Which rows below contain the string "boot", with case counting? Locate each of them and copy it out in full.

▶ **DATA**
+--
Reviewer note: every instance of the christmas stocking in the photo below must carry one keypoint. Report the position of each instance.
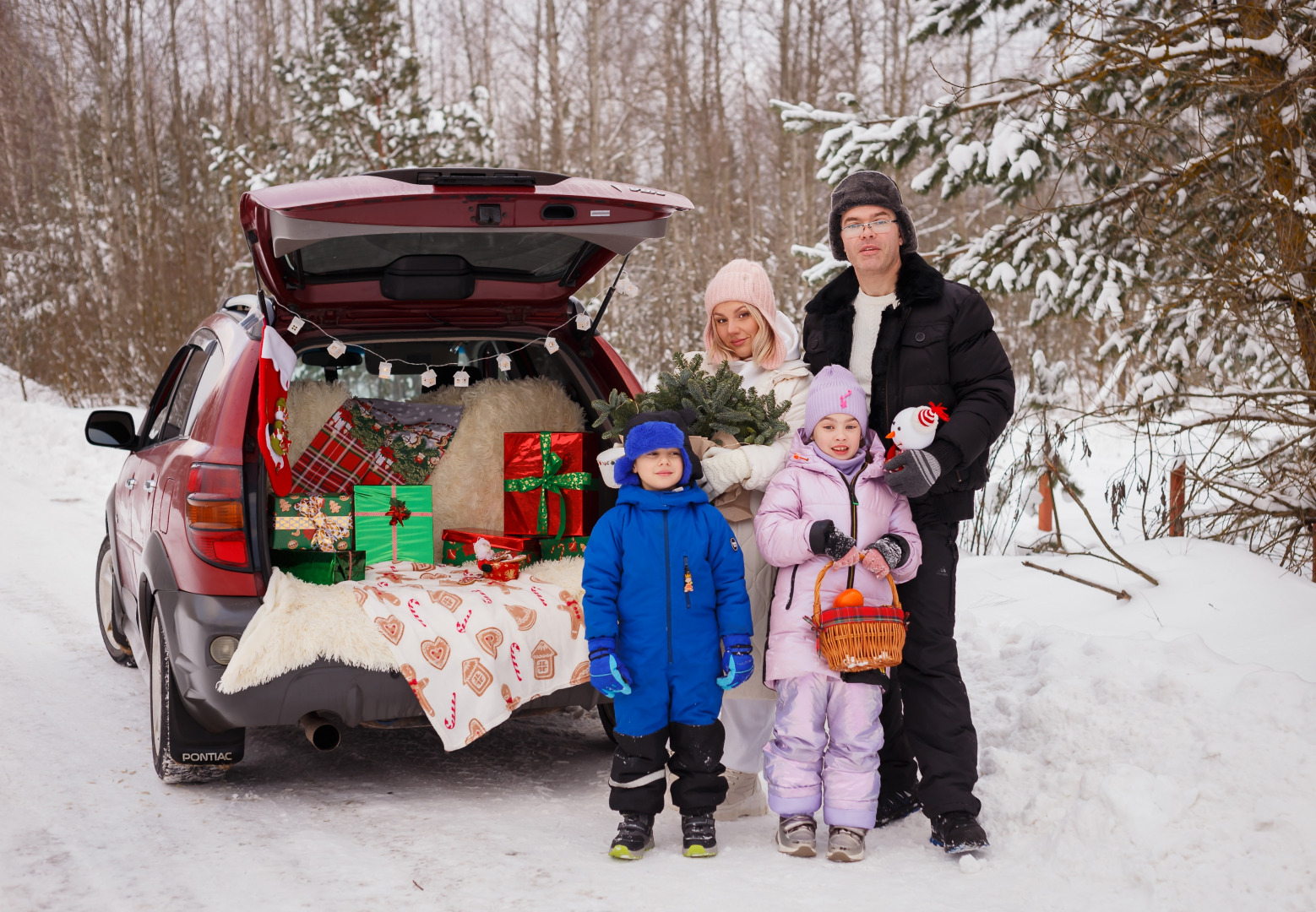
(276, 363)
+--
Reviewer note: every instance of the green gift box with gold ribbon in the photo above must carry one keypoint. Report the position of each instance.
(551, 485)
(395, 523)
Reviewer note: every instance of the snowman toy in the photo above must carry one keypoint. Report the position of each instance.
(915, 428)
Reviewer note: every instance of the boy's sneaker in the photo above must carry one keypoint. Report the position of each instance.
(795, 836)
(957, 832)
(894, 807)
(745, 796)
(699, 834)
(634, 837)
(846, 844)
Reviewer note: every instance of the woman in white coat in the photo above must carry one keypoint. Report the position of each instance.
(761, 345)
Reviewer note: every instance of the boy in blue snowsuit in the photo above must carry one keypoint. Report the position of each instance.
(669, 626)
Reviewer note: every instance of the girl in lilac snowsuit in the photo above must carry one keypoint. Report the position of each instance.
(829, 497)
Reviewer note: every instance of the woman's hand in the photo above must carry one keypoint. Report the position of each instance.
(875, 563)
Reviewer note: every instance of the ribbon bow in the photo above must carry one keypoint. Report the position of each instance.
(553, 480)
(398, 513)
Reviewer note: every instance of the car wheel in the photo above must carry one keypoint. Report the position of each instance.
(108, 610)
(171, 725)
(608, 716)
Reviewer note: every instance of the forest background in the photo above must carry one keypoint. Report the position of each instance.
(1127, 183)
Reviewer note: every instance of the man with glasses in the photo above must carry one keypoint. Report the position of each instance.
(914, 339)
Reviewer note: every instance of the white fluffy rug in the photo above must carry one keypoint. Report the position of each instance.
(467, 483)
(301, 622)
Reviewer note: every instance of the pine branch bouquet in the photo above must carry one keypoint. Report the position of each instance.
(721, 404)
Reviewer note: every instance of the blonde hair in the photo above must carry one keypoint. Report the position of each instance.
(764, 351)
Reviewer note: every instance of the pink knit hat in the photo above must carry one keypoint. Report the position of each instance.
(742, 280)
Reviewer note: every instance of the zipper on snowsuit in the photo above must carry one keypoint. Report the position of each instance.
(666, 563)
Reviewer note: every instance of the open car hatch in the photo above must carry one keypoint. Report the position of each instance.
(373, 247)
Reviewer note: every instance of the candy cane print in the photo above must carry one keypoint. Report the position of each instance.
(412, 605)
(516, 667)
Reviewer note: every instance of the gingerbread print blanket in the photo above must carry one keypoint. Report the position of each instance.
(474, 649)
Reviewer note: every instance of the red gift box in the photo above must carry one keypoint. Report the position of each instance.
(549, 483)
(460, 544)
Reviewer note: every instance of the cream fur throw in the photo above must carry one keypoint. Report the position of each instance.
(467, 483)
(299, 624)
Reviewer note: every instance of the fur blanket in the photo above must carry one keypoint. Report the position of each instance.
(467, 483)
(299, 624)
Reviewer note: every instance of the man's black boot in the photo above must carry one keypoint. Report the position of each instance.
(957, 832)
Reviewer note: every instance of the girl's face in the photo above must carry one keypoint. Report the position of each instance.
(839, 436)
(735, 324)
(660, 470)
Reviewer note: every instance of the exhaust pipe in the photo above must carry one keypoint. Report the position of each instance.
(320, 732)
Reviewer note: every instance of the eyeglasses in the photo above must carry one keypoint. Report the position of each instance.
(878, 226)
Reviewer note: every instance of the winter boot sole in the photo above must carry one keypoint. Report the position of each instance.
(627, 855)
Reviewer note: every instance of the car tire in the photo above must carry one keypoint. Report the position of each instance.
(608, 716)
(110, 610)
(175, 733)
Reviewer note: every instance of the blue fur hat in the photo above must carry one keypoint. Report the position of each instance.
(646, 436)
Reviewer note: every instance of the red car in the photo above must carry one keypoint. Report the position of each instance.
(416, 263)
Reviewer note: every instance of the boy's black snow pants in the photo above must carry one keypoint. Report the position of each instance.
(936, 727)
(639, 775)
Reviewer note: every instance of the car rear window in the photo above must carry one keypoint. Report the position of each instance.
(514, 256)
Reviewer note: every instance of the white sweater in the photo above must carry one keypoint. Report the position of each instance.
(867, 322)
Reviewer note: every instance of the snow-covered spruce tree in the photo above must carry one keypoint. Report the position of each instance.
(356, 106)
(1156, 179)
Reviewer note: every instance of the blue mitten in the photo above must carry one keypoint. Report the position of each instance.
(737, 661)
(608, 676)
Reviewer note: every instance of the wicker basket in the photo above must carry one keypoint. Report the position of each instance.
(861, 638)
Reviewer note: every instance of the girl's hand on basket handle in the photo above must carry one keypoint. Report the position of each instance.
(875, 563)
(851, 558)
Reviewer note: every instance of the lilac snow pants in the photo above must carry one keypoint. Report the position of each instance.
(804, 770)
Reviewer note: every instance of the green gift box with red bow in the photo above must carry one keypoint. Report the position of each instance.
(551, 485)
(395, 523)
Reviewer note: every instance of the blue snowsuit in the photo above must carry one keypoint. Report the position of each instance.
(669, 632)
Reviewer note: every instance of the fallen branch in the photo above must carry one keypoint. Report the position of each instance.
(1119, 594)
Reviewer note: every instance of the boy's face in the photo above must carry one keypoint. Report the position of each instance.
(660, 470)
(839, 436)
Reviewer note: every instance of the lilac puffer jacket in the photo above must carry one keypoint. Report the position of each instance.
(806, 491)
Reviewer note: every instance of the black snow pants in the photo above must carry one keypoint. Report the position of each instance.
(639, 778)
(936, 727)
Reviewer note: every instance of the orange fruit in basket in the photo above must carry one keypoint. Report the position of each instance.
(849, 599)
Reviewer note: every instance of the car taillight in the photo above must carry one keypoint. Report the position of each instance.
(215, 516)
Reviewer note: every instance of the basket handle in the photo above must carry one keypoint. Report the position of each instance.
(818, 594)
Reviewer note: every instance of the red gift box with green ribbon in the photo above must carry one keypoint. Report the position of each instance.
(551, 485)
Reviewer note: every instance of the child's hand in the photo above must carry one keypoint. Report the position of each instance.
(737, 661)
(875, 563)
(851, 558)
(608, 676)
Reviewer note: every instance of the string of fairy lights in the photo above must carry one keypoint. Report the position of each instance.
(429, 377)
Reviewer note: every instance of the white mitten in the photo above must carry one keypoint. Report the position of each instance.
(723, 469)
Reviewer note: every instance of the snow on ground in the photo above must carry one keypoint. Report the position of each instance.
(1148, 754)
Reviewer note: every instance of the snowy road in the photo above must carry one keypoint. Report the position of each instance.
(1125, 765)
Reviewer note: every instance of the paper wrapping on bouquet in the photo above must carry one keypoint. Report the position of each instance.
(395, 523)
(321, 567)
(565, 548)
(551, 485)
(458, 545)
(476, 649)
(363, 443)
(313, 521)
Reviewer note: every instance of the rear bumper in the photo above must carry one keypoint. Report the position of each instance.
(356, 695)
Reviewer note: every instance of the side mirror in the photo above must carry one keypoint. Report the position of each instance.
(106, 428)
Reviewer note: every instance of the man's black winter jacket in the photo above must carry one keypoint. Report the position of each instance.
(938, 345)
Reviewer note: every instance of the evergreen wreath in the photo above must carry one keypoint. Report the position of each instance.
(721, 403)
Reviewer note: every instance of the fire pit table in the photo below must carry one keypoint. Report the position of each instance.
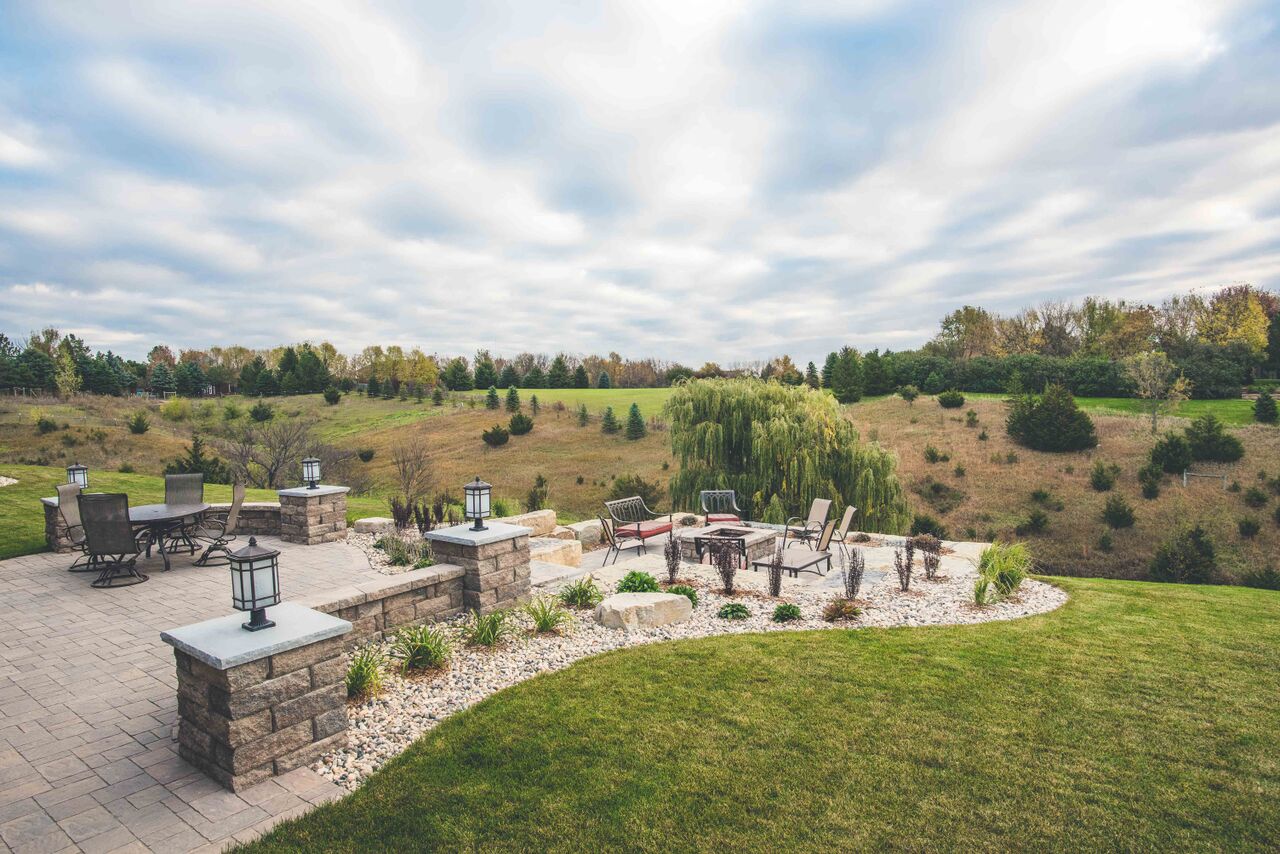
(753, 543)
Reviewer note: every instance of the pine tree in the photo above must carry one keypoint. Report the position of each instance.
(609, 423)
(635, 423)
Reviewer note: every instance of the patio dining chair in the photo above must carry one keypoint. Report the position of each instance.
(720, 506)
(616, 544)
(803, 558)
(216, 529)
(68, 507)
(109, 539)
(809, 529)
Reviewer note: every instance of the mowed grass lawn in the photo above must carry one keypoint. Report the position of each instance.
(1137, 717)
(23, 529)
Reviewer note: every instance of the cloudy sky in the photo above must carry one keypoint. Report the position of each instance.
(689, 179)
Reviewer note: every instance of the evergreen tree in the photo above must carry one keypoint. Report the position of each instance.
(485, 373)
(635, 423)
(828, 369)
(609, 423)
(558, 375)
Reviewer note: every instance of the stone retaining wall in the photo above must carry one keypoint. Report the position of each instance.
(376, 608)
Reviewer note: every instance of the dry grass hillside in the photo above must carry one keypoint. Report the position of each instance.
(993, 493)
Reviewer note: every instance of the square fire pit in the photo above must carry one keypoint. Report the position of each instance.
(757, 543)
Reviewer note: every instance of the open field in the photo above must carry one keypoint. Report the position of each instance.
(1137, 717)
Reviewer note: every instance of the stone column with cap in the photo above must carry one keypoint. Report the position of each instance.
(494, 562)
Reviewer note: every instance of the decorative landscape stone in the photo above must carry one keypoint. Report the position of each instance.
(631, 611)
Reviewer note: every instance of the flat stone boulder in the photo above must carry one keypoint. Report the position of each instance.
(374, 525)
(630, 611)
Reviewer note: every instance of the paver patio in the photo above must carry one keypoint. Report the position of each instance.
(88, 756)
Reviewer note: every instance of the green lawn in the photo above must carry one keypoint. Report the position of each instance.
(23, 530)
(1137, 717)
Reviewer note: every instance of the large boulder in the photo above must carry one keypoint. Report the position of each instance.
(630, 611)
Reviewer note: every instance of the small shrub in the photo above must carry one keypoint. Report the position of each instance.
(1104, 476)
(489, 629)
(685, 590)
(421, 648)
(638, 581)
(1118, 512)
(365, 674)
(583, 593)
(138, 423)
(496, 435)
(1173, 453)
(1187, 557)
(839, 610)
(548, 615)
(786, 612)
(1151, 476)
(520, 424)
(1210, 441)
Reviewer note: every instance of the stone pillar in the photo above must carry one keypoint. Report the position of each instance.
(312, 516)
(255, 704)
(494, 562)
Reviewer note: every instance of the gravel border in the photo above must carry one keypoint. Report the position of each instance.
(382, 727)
+--
▶ **RESPONSE TO THE EXERCISE**
Reviewer note: every instance of the man's black boot in the photo above must carry one keypoint. Report the position of each instance.
Reviewer note: every instance of the winter boot sole in the photo above must carry one keypoint. Report the position of each instance.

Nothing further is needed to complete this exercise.